SOURCE MATERIAL section start
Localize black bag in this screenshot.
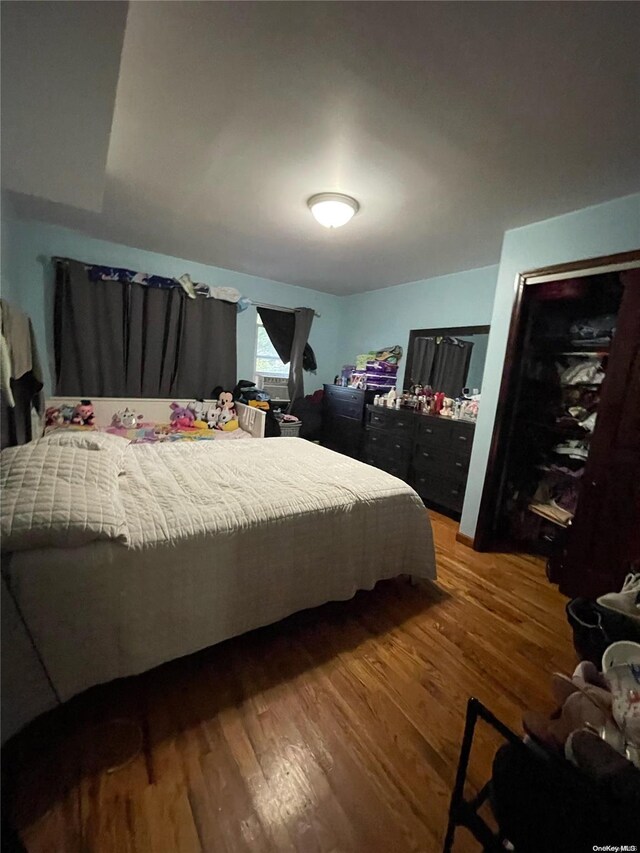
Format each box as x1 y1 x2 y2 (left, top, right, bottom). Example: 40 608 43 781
566 597 640 666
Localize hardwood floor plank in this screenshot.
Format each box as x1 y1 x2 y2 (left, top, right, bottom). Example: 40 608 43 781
4 511 573 852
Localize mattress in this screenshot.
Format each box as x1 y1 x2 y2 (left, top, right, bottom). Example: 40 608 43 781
2 438 436 740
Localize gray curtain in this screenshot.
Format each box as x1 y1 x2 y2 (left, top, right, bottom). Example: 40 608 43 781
287 308 314 411
431 338 473 397
54 259 237 398
412 336 437 385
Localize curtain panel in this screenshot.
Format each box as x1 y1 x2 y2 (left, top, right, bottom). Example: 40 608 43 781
257 307 316 408
54 258 237 398
256 307 317 373
409 335 473 397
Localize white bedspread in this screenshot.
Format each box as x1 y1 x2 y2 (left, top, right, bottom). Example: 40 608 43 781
2 439 435 741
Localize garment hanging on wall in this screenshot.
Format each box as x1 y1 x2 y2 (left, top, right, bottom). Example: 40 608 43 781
54 258 237 398
0 299 44 448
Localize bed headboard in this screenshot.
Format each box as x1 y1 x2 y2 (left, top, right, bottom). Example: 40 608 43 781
45 397 266 439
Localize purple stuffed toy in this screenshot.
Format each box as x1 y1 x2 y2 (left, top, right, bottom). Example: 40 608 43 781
169 402 195 429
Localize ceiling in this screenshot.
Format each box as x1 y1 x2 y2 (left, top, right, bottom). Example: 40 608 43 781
3 2 639 295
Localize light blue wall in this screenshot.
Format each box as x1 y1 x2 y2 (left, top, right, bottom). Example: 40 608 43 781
336 265 499 389
460 192 640 539
2 219 343 394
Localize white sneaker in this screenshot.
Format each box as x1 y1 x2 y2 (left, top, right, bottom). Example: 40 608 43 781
597 573 640 622
602 641 640 768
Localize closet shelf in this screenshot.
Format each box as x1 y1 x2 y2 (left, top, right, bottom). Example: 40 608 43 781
560 381 604 389
528 503 573 528
521 419 592 438
536 464 585 477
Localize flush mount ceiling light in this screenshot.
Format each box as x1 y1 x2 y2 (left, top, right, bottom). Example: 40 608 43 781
307 193 359 228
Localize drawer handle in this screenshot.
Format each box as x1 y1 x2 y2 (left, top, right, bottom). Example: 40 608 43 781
422 452 430 459
458 435 467 442
397 422 405 428
451 489 460 495
425 428 433 434
455 461 463 468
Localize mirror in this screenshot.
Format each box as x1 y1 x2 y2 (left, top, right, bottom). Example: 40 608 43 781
404 325 490 397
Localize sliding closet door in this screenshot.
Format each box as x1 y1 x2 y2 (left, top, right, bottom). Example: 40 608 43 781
552 269 640 598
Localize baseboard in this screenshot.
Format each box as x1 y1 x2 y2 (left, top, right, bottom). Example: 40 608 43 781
455 531 475 549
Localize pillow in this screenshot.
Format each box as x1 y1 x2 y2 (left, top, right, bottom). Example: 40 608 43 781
36 430 130 469
1 443 129 551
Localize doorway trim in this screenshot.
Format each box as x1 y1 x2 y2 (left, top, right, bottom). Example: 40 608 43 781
472 248 640 551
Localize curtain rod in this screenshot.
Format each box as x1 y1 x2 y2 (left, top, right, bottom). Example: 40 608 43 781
254 301 321 318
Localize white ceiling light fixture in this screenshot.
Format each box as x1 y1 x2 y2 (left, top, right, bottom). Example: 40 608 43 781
308 192 359 228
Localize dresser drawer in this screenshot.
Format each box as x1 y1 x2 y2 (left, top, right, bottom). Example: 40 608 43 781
324 385 364 405
415 416 452 448
365 407 413 437
451 421 474 455
330 398 363 421
322 415 362 457
414 471 466 513
365 425 412 451
363 444 410 479
413 448 467 484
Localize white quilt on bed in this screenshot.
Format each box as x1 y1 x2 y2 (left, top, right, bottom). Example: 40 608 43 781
2 439 436 740
1 442 128 551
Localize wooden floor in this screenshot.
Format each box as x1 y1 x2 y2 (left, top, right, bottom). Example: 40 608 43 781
4 511 574 853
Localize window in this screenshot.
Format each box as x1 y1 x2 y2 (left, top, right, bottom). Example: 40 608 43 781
255 315 288 378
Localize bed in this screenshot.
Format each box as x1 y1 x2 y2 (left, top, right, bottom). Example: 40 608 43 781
1 401 436 741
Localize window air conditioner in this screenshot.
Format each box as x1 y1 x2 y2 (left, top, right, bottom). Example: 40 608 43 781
257 376 290 401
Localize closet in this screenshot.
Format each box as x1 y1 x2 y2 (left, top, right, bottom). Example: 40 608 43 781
475 253 640 599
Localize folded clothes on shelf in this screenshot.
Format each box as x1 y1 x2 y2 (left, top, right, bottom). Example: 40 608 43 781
559 358 605 386
553 440 589 461
569 313 616 344
556 409 597 433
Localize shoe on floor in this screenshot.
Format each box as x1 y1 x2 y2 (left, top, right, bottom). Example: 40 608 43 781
597 573 640 622
602 641 640 767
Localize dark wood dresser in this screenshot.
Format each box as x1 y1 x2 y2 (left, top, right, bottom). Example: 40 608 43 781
322 384 376 458
363 404 475 516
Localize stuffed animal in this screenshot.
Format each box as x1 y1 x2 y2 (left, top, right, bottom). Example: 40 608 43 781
210 388 239 430
169 402 195 429
440 397 454 418
205 404 220 430
45 406 63 428
188 399 207 421
112 408 144 429
72 400 95 427
218 390 235 411
59 404 76 424
217 407 239 431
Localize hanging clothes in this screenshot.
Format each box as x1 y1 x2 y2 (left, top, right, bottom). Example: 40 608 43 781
431 337 474 397
0 300 44 448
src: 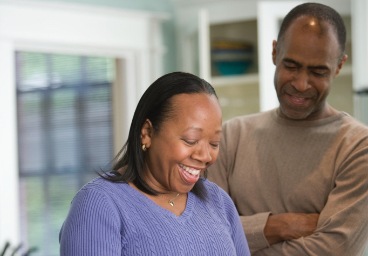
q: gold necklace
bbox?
[167,193,180,207]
SOURCE MATERIAL section end
ABOUT THIS TASK =
The answer must be an exact copy of every record above, minus the pictures.

RESPONSE BELOW =
Localize black bag in this screenshot.
Format each box as x1 y1 x2 y2 (left, top, right, bottom). Example: 40 608 43 781
566 597 640 666
Localize hardwood floor plank in this screenshot.
Format each box as x1 y1 x2 y2 (left, top, right, bottom). Example: 40 608 43 781
4 511 573 852
Localize mattress in this screenshot.
Format each box as x1 y1 x2 y2 (left, top, right, bottom). Example: 40 608 43 781
2 438 436 740
Localize gray curtain in this screenshot.
Format each box as x1 y1 x2 y2 (left, top, right, bottom). Example: 40 608 43 781
287 308 314 411
431 338 473 397
54 259 237 398
412 336 437 385
Localize curtain panel in this screenshot.
Format each box as x1 y1 x2 y2 (left, top, right, bottom). Example: 40 608 43 781
257 307 316 408
54 258 237 398
256 307 317 373
409 335 473 397
Localize white bedspread in this screenshot.
Format each box as x1 y1 x2 y2 (left, top, right, bottom). Example: 40 608 43 781
2 439 435 741
Localize garment hanging on wall in this screenshot.
Format each box as x1 y1 x2 y2 (left, top, right, bottom). Example: 40 608 43 781
54 258 237 398
0 299 44 448
Localize bed headboard in this screenshot.
Format each box as x1 y1 x2 y2 (left, top, right, bottom). Example: 40 608 43 781
45 397 266 439
Localize purple stuffed toy in this screenshot.
Format each box as x1 y1 x2 y2 (left, top, right, bottom). Example: 40 608 43 781
169 402 195 429
Localize ceiling in this screenshot.
Format each box as x1 y1 x2 y2 (left, top, right, bottom). Example: 40 608 43 781
3 2 639 295
Localize light blue wall in this screenshot.
Format each box as x1 y1 x2 y2 (left, top, right, bottom). Example: 40 608 43 781
336 265 499 389
460 192 640 539
2 219 343 394
Localize white sneaker in this screenshot.
Format each box as x1 y1 x2 y2 (left, top, right, bottom). Example: 40 608 43 781
597 573 640 622
602 641 640 768
Localize closet shelf in this screenshot.
Format each box as x1 y1 x2 y2 (left, top, right, bottom). Example: 40 608 43 781
560 381 604 389
528 503 573 528
521 419 592 438
536 464 585 477
Localize flush mount ceiling light in this screenshot.
Format each box as x1 y1 x2 y2 (left, top, right, bottom). Example: 40 608 43 781
307 193 359 228
Localize drawer handle in this screenshot.
Format each box as x1 y1 x2 y2 (left, top, right, bottom). Example: 40 608 43 781
422 452 430 459
458 435 467 442
397 422 405 428
451 489 460 495
425 428 433 434
455 461 463 468
Localize mirror in this screenshot.
Format each box as x1 y1 x2 y2 (left, top, right, bottom). Example: 40 608 43 781
404 325 490 397
Localize sliding closet door in this screenshot.
Format each box as x1 y1 x2 y2 (left, top, right, bottom). Example: 40 608 43 781
552 269 640 598
Localize baseboard in this screenshot.
Format each box as x1 y1 x2 y2 (left, top, right, bottom). Example: 40 608 43 781
455 531 475 549
Localize pillow in this screenshot.
Format each box as x1 y1 x2 y2 (left, top, right, bottom). Example: 40 608 43 781
36 430 130 469
1 443 129 551
Localize doorway trim in this screenshot.
Format each box as x1 y1 x2 y2 (left, top, right, bottom). Example: 40 608 43 781
472 248 640 551
Localize curtain rod in this screenshot.
Format each box as x1 y1 x2 y2 (left, top, right, bottom). Example: 40 608 43 781
254 301 321 318
Localize white ceiling light fixture in this screenshot.
Format each box as x1 y1 x2 y2 (left, top, right, bottom). Example: 40 608 43 781
308 192 359 228
Localize dresser drawer in this screenshot.
Format each box as x1 y1 x2 y2 (left, top, right, bottom). Example: 40 608 43 781
324 385 364 405
415 416 452 448
365 407 413 437
451 421 474 455
330 398 363 421
322 415 362 457
414 471 466 513
365 425 412 451
363 444 410 479
413 448 467 484
Localize white quilt on bed in this screenshot.
Format each box as x1 y1 x2 y2 (left, top, right, bottom). Example: 40 608 43 781
2 439 436 740
1 442 128 551
Localize wooden floor in this screenshot.
Format each box as x1 y1 x2 y2 (left, top, right, bottom). Example: 40 608 43 781
4 511 574 853
Localize window in this screenshot.
Format each box as x1 y1 x2 y2 (left, top, right, bottom). Example: 40 608 43 781
255 315 288 378
Localize bed in this screenshot.
Format each box as x1 y1 x2 y2 (left, top, right, bottom). Example: 40 608 43 781
1 401 436 741
Localize window air conditioner in this screenshot.
Format each box as x1 y1 x2 y2 (left, top, right, bottom). Example: 40 608 43 781
257 376 290 401
Localize closet in this screenshot.
Format each box as x1 y1 x2 y2 (left, top, right, bottom). Example: 40 608 43 781
475 253 640 599
Localize folded clothes on shelf in this screenshot.
Format each box as x1 y1 x2 y2 (left, top, right, bottom). Example: 40 608 43 781
559 358 605 386
553 440 589 461
569 313 616 344
556 409 597 433
Localize shoe on floor in this screenshot.
Format each box as x1 y1 x2 y2 (left, top, right, bottom). Example: 40 608 43 781
597 573 640 622
602 641 640 767
Localize dark wood dresser in this screenshot.
Format each box as x1 y1 x2 y2 (left, top, right, bottom). Example: 40 608 43 781
322 384 376 458
363 404 475 516
Localize stuffed animal in this screenshot.
Format each box as x1 y1 x2 y2 (left, top, right, bottom). Example: 40 608 43 781
210 388 239 430
169 402 195 429
440 397 454 418
205 404 220 430
45 406 63 428
188 399 207 421
112 408 144 429
72 400 95 427
218 390 235 411
59 404 76 424
217 407 239 431
Localize hanging clothes in this screenshot.
Format each box as x1 y1 x2 y2 (left, top, right, bottom). Example: 40 608 43 781
431 337 474 397
0 300 44 448
src: 
q: gold necklace
bbox?
[167,193,180,207]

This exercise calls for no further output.